* REQUIRED ACTIONS *
A - In the anecdote about meeting a film producer, what did the producer's colleague do once the introductions were over?
B - Pick up the anecdote about meeting a film producer after its last sentence and keep it going.

## start SUPPLIED TEXT

Okay, so there I was at a party when this producer, let’s call him Rajinder calls and says that he read about me in some paper and that he was looking for a writer to pen his film and would I be interested? I said, “Sure.” I never say no.

So the next day, I went to meet him and was promptly shown into his office. There sat Mr. Rajinder along with a colleague of his, who after the introductions were over, promptly closed his eyes and fell asleep.

Mr. Rajinder (he’s a kinda middle-aged dude so it doesn’t seem appropriate to call him just Rajinder or Raj or Raju) started by congratulating me on my achievements and commended me on the fire-in-my-‘bally’.  At that moment the only fire-in-my-bally, sorry belly, was acute hunger and I wondered whether he had heard the rumblings in my stomach since I don’t recall ever giving any interview where I or indeed the journalist has accused me of having fire in my belly.

## end SUPPLIED TEXT
## start EXCERPTED DATA

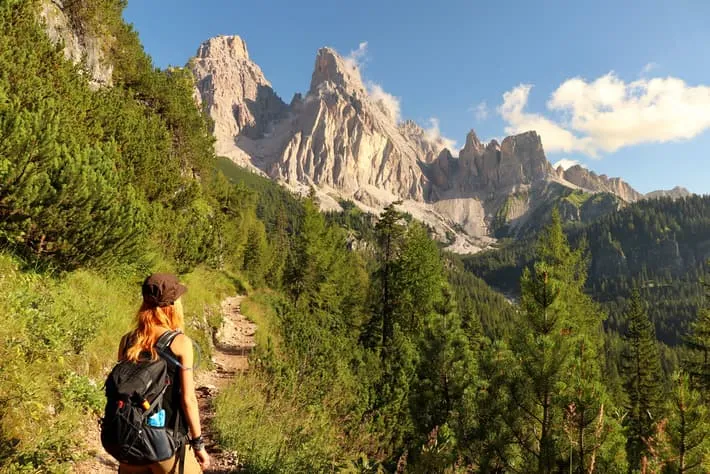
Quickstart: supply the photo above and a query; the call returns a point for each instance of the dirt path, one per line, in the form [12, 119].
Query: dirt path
[232, 345]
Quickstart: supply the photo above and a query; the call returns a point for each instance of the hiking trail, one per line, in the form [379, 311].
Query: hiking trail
[232, 344]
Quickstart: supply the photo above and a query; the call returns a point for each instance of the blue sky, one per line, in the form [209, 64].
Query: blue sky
[622, 87]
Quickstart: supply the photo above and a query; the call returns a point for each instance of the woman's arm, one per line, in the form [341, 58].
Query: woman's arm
[182, 347]
[122, 347]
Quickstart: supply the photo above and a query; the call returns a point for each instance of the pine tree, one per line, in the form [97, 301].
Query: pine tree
[390, 231]
[698, 341]
[557, 342]
[687, 428]
[641, 369]
[446, 371]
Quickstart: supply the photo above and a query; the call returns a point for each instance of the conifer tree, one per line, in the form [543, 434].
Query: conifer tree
[390, 231]
[557, 342]
[688, 428]
[698, 341]
[641, 369]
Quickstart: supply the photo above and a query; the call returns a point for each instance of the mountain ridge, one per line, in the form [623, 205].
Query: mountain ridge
[346, 144]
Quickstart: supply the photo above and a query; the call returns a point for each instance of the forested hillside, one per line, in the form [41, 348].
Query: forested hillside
[376, 352]
[660, 246]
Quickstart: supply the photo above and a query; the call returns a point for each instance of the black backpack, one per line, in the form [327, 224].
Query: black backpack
[134, 392]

## end EXCERPTED DATA

* ANSWERS *
A - He closed his eyes and fell asleep.

B -
On a more serious note, I knew what that prologue meant. That the producer was unwilling to pay and wanted a sucker. I decided then that it was no go and moments later my decision was endorsed when he named an erstwhile-great-but-now-senile director.

But since I was already there, I decided to sit it out for a while and politely listened to the one line the geriatric director had in mind. The other sleeping partner snored louder through the narration. After he was through, he asked me for my opinion. Several thoughts came to mind, none of them polite.

But I pasted an eager smile on my face and told him I that the idea was ‘mindblowing’ (an adjective that is very much en vogue in the industry). I told him that I really looked forward to writing it if the director’s and my wavelengths matched (having decided to commit suicide if it did). There was no point in wasting anyone’s time if the director and the writer were not in sync.

He looked a little nonplussed, but recovered and said affably, “Nahin, wo toh hum match karva lenge.” I wanted to tell him that it wasn’t exactly a sari-petticoat-blouse matching centre but he wouldn’t take no for an answer. The phrases ‘fire-in-the-bally,’ and ‘humne socha is ladki mein kuch karne ki tamanna hai,’ were used several times. It seemed he had set his cap on me as the writer for his film.